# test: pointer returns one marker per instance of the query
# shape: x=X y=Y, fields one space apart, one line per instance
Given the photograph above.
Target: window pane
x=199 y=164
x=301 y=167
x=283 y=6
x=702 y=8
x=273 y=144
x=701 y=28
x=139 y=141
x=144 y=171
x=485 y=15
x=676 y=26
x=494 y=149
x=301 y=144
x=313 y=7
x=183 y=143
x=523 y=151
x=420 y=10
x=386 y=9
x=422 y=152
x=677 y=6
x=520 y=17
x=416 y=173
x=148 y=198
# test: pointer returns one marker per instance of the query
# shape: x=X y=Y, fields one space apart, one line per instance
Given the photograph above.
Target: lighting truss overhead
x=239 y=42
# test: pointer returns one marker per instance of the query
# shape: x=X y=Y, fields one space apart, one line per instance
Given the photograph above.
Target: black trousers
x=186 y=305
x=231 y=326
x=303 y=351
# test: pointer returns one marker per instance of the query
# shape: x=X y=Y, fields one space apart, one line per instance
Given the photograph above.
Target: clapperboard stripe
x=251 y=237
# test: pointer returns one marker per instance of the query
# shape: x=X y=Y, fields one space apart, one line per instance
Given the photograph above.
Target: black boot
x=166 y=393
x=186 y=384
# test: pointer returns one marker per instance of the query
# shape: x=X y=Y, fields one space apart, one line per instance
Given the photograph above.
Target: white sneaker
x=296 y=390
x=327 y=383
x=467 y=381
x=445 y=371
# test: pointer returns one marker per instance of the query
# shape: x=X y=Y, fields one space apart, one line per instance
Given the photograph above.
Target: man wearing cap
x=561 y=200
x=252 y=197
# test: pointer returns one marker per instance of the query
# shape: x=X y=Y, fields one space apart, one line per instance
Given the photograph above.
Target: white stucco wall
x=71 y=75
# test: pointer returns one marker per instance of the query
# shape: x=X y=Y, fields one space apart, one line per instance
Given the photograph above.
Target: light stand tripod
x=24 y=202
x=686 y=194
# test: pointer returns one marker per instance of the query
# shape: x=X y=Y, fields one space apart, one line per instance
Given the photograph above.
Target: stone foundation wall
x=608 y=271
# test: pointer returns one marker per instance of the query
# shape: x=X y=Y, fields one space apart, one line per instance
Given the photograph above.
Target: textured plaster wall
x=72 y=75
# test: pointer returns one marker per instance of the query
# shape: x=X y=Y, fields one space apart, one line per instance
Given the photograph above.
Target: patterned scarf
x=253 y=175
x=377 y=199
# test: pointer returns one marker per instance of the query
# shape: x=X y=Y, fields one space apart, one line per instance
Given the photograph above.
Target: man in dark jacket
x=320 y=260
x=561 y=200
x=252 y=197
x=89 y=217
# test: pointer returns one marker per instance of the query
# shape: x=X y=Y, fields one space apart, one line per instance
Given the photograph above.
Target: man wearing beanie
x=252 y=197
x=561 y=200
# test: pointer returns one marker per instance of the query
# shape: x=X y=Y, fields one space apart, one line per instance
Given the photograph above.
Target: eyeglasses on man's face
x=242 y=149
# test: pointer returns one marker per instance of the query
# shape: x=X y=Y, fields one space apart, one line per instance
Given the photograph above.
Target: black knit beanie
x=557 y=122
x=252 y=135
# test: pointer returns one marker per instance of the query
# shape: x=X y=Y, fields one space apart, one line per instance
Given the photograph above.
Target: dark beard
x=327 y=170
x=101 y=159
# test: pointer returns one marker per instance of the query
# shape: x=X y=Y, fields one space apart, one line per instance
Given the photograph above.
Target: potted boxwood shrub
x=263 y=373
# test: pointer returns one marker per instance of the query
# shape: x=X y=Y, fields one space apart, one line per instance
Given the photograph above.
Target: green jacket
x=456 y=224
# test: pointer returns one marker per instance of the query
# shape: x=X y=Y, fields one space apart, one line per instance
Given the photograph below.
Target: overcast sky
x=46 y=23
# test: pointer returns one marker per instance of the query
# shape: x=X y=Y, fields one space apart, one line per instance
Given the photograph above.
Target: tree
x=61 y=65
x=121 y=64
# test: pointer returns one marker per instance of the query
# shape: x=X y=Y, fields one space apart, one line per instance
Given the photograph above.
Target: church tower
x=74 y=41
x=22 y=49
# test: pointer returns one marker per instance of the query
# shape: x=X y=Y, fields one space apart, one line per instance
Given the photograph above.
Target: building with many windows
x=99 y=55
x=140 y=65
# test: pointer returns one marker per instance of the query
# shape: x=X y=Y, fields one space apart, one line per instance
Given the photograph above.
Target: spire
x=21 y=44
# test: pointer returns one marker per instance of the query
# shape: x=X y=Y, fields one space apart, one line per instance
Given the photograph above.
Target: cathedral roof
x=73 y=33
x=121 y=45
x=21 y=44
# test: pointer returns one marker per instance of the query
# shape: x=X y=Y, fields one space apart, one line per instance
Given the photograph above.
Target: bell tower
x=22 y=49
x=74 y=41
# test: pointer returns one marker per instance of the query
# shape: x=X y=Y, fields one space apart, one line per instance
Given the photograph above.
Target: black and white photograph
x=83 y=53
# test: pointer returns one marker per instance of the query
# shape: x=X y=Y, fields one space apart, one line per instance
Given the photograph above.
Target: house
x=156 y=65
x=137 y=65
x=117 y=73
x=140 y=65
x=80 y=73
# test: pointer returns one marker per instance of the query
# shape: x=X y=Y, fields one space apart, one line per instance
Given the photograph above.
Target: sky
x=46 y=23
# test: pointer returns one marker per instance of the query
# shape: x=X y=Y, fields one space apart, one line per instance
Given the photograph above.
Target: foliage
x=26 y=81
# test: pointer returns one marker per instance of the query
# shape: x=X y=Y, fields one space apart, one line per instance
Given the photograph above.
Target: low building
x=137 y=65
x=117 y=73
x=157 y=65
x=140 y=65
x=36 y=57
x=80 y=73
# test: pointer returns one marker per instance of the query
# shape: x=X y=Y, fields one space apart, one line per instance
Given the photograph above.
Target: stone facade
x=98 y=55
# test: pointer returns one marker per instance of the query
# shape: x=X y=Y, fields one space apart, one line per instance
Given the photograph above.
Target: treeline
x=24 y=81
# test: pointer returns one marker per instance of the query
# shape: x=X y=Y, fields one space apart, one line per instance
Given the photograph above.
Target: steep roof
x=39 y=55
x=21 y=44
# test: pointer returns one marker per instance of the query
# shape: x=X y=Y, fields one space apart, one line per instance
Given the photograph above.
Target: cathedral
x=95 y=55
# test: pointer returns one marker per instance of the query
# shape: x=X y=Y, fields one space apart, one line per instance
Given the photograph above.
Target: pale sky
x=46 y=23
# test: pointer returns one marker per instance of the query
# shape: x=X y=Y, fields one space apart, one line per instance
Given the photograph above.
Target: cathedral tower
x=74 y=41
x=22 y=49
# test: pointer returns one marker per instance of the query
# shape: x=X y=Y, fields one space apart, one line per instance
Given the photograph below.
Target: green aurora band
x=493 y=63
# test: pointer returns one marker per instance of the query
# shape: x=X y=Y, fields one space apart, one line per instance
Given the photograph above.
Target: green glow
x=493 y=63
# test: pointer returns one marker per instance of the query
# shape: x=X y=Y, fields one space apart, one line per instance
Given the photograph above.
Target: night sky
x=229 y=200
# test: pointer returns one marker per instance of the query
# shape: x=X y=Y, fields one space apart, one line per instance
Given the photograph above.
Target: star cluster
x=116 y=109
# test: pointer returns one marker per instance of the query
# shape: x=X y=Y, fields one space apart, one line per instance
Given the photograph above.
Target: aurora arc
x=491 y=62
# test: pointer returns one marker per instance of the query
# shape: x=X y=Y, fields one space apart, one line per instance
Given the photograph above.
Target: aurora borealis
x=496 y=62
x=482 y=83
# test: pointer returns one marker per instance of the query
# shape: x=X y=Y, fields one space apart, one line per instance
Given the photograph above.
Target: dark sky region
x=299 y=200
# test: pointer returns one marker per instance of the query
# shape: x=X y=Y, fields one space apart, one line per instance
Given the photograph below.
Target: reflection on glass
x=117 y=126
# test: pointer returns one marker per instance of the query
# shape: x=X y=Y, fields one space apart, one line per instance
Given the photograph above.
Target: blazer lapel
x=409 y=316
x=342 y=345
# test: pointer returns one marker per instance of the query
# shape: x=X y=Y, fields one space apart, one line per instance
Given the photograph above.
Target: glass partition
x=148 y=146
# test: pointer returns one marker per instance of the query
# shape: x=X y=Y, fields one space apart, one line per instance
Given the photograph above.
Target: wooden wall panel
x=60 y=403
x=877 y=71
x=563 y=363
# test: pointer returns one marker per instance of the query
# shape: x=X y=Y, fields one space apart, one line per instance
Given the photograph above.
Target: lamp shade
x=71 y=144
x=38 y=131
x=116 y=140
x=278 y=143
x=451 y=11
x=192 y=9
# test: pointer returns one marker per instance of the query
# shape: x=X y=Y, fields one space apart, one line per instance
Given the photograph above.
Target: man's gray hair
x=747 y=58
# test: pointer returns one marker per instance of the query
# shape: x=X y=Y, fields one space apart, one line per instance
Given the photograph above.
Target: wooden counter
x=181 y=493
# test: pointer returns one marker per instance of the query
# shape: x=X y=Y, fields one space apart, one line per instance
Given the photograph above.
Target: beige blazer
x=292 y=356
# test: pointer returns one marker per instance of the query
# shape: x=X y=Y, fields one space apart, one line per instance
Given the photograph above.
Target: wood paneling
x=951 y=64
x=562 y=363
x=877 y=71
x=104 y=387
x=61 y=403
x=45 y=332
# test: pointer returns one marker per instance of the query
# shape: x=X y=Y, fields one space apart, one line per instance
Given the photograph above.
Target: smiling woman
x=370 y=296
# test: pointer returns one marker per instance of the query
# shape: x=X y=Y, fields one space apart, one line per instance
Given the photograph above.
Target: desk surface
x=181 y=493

----

Go back to the data above and please quote exactly, and only, the lines from the line with "Target: beige blazer" through its last line.

Output for this task:
Target: beige blazer
x=292 y=356
# test: pointer returns one marker per instance of the query
# shape: x=X y=Y, fields one space apart, one line per instance
Given the photograph above.
Target: wood paneling
x=951 y=64
x=562 y=363
x=877 y=71
x=104 y=387
x=61 y=403
x=45 y=332
# test: pointer returns one marker per instance of the query
# shape: x=X y=Y, fields one space apart, one line per instance
Given the photograph above.
Target: smiling woman
x=370 y=296
# test: pointer returns one marker per instance of the query
# shape: x=X y=Y, fields one space apart, one line per instance
Given the photograph above.
Target: desk surface
x=181 y=493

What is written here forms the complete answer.